— START SELECTED PASSAGE —
The only animated feature ever nominated for best picture (prior to the creation of a new category for animated films) by the Academy of Motion Picture Arts and Sciences, and winner of Academy Awards for best musical score and best original song, the film marked Disney's return to full glory as the heavyweight of the feature-length animated genre. The 1991 film also introduced some new computerized animation techniques which continue to be used today. The large format special edition adds a new musical number "Human Again," to the film. The number, written for the original film, was never filmed until now. It was featured in the popular broadway production of "Beauty and the Beast," however. The song was written by the award-winning team of Alan Menken and the late Howard Ashman.

The tragic death of Ashman is one of the reasons that no animated film since "Beauty and the Beast" has measured up musically to Menken and Ashman's crowning achievement. While "Aladdin" and "The Lion King" were enormous box office successes, they failed to achieve the level of artistry attained in "Beauty and the Beast," and they, unlike "Beauty and the Beast," are primarily aimed at children. A musical show can be very successful with just one great song. Witness the 40-plus year run of "The Fantastiks," with its great song, "Try to Remember." "Beauty and the Beast" has three great songs, the best being the title song, wonderfully sung by Angela Lansbury (Mrs. Potts). The duet version of the song heard over the closing credits, the version most people who haven't seen the movie have heard on the radio, is not as effective. As we hear the song, the camera seems to swoop gracefully around the ballroom as we watch the lovers dance. It is majestic filmmaking, beautifully realized. Other memorable songs from the film include the song about the handsome villain, Gaston (voice by Richard White) and "Be our Guest."
— END SELECTED PASSAGE —
— START INFORMATION PROVIDED —
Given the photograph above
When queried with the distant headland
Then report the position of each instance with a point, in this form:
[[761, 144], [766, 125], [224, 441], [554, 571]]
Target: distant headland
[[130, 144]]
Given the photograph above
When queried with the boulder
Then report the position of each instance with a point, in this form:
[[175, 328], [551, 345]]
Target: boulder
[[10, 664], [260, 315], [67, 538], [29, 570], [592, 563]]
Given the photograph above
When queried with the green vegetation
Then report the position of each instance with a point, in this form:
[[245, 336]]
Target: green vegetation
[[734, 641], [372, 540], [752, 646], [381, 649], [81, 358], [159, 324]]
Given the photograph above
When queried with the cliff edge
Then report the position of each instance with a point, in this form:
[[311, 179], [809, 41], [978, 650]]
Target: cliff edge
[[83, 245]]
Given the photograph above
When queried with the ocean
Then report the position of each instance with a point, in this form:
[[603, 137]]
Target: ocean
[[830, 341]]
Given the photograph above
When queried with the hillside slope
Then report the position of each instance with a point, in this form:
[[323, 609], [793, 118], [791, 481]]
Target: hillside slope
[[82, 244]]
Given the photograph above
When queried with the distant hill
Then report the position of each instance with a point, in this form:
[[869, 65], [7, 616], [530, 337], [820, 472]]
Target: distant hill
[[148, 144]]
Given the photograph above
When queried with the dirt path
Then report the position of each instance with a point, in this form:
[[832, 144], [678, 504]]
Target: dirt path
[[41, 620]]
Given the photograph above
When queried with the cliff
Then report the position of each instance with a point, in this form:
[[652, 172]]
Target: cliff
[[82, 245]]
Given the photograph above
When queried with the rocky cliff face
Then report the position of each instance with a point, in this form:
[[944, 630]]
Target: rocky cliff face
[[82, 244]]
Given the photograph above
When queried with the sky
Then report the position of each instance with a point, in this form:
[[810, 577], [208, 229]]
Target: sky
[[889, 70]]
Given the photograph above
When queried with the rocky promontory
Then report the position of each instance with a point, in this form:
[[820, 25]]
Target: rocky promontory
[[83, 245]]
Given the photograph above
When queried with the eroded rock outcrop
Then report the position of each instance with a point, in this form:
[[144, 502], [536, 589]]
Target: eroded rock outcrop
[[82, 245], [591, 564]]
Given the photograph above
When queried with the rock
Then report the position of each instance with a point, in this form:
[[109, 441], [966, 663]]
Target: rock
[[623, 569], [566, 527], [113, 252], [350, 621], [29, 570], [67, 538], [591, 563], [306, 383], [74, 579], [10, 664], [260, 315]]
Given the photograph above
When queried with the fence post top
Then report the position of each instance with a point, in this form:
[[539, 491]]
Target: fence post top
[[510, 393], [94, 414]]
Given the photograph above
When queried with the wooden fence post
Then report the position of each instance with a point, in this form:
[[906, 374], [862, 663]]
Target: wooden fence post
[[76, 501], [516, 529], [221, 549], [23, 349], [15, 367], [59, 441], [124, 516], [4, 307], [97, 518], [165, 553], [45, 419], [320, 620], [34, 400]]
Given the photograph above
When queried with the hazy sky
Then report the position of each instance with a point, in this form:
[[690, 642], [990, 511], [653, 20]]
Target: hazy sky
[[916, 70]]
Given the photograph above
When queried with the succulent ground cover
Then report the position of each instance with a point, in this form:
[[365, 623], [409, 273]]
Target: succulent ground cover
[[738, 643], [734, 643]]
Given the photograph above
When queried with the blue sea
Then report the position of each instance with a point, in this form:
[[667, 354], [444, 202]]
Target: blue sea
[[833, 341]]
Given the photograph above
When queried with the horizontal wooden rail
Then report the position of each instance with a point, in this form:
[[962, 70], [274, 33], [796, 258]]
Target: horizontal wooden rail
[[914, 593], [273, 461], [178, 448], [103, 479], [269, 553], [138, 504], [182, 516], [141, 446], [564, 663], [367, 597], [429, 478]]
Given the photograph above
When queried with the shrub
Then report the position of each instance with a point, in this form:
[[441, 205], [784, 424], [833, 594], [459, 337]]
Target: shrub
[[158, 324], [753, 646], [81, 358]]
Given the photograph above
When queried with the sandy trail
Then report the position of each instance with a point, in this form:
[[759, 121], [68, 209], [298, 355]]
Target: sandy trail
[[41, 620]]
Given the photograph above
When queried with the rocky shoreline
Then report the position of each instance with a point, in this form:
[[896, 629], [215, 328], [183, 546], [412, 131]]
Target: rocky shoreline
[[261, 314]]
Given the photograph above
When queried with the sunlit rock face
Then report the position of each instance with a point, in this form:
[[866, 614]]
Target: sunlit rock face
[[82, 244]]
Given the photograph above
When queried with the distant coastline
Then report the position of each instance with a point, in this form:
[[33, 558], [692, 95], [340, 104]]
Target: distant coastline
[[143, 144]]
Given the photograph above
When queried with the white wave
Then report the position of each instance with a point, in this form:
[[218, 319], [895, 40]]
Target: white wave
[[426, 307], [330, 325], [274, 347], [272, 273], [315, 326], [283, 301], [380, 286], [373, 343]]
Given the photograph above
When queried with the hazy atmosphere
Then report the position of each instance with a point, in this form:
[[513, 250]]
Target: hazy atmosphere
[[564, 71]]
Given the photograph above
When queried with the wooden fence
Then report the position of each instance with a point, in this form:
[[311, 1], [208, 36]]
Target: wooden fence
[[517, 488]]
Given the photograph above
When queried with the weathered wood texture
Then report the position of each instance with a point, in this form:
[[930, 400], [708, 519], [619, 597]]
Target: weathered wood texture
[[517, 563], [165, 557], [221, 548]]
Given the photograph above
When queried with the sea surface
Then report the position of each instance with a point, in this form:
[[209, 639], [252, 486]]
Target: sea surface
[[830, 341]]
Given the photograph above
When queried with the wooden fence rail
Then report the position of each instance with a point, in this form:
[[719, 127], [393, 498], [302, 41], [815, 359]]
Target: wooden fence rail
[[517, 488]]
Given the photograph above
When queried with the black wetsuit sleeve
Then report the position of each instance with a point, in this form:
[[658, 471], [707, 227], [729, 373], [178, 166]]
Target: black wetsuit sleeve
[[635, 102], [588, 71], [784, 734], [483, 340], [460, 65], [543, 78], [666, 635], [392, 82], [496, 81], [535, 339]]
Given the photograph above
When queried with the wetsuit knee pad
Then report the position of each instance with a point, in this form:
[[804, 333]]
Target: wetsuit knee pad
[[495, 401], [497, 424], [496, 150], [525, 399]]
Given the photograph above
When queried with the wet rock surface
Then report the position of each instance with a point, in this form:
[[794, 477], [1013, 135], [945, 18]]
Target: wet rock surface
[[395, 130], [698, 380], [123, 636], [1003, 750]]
— END INFORMATION PROVIDED —
» EXERCISE INSTRUCTIONS
Reproduce the Beauty and the Beast review word for word, between "The only animated" and "late Howard Ashman.", inclusive.

» TASK SOLUTION
The only animated feature ever nominated for best picture (prior to the creation of a new category for animated films) by the Academy of Motion Picture Arts and Sciences, and winner of Academy Awards for best musical score and best original song, the film marked Disney's return to full glory as the heavyweight of the feature-length animated genre. The 1991 film also introduced some new computerized animation techniques which continue to be used today. The large format special edition adds a new musical number "Human Again," to the film. The number, written for the original film, was never filmed until now. It was featured in the popular broadway production of "Beauty and the Beast," however. The song was written by the award-winning team of Alan Menken and the late Howard Ashman.